(Task): Copy the items below, replacing every "field scouting sheet" with "site survey form" and leaving the rest unchanged.

──────── Stored records ────────

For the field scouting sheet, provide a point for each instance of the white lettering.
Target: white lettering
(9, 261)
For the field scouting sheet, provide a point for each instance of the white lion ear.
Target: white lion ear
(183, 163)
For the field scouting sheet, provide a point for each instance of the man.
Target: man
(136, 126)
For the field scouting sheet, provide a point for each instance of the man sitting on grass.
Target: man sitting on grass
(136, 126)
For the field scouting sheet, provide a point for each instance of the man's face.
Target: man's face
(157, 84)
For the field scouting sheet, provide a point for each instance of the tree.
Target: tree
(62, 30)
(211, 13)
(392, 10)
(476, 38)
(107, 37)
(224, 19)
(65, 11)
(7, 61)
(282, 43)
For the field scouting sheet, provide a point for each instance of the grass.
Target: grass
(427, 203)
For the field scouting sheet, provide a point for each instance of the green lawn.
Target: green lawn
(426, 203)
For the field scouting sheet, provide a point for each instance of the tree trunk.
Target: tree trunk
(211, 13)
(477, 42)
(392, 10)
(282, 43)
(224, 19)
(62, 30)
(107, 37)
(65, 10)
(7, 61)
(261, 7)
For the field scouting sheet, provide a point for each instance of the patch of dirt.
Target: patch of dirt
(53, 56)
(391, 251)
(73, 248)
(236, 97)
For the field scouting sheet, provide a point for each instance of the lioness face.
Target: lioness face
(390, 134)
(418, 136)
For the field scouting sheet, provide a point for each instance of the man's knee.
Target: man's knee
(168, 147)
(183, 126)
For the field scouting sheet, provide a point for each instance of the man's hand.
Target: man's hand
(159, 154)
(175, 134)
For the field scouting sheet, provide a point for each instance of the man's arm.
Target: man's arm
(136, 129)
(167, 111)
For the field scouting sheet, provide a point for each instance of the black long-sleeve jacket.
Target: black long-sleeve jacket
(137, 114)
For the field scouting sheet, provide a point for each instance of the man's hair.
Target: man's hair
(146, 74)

────────

(Response):
For the site survey form, provide a point for each instance of the white lettering.
Target: white lettering
(9, 261)
For the site survey form, provide a point for each instance of the white lion ear.
Target: white lion ear
(183, 163)
For the site survey form, provide a point for each instance of the man.
Target: man
(136, 126)
For the site survey form, provide a point for each instance of the man sitting on grass.
Target: man sitting on grass
(136, 126)
For the site survey form, provide a point for each instance of the man's face.
Target: man's face
(157, 84)
For the site survey form, provide a point for each instance of the tree.
Target: tree
(62, 30)
(211, 13)
(392, 10)
(476, 38)
(107, 37)
(224, 19)
(65, 11)
(7, 61)
(282, 43)
For the site survey form, provide a point for each instance of the grass.
Target: grass
(427, 203)
For the site survey form, provide a point for each instance of the green lawn.
Target: green lawn
(426, 203)
For the site survey form, provide a point for each instance of the tree trunk.
Target: tree trunk
(211, 13)
(477, 42)
(392, 10)
(282, 43)
(224, 19)
(62, 30)
(107, 37)
(65, 10)
(7, 61)
(261, 7)
For the site survey form, provide a point for each instance of the patch of dirt.
Target: patch of dirt
(53, 56)
(391, 251)
(73, 248)
(236, 97)
For the site survey form, provide a point for each instance of the lioness face.
Target: lioness face
(390, 134)
(418, 136)
For the site survey form, provide a point for each instance of the man's knee.
Target: man's knee
(168, 147)
(183, 126)
For the site survey form, provide a point for each instance of the man's hand.
Target: man's hand
(159, 154)
(175, 134)
For the site survey form, provide a point for each instance of the man's arm.
Target: man's arm
(136, 129)
(167, 111)
For the site survey form, provide a point for each instance of the black long-sleeve jacket.
Target: black long-sleeve jacket
(137, 114)
For the site survey form, provide a point for each instance of the man's hair.
Target: man's hair
(146, 74)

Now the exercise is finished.